** Material provided follows **

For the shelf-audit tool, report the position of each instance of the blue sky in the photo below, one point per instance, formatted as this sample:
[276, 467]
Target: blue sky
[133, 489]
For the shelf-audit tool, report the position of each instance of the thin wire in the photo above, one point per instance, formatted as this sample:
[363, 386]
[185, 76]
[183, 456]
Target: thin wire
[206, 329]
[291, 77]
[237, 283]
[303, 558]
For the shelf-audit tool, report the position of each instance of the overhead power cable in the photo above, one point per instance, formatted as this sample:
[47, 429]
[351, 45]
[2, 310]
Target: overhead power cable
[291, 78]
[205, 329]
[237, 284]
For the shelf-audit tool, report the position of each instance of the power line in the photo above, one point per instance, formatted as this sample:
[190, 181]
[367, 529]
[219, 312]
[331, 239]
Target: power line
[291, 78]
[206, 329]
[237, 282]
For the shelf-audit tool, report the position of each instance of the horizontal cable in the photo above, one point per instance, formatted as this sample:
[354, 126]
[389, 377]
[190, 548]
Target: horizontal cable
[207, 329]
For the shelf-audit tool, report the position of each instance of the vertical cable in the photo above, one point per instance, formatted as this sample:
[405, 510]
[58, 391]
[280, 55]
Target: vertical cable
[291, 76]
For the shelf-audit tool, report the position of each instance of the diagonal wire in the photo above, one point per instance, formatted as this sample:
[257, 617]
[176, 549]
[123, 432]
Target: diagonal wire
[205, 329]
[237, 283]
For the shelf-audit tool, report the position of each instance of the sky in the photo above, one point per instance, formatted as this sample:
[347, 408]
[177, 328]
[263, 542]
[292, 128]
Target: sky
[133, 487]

** End of Material provided **

Read through the lines above and collect those that contain the string "formatted".

For the shelf-audit tool, report the position of each instance of the blue sky in the photo below, one point per instance, formatted as this sample:
For the shelf-audit tool, report the position of each instance of the thin wire in the photo above, one point per instance, formatted as this sample:
For the shelf-audit tool, report the position of each instance of the overhead power cable in the photo above, one point per instance, formatted as this sample:
For the shelf-audit tool, report the position of each instance of the power line in the photo above, one point per instance, formatted as this sample:
For the shelf-audit tool, report the position of each instance of the horizontal cable in the photo above, one point per instance, formatted as this sample:
For the shelf-audit tool, report the position of each instance of the vertical cable in the photo above, one point per instance, formatted as this sample:
For the shelf-audit tool, report the position of each instance of the diagonal wire in the photo above, one point per instance, formatted as this sample:
For the shelf-audit tool, report the position of each instance of the sky in the photo above, one point per instance, formatted as this sample:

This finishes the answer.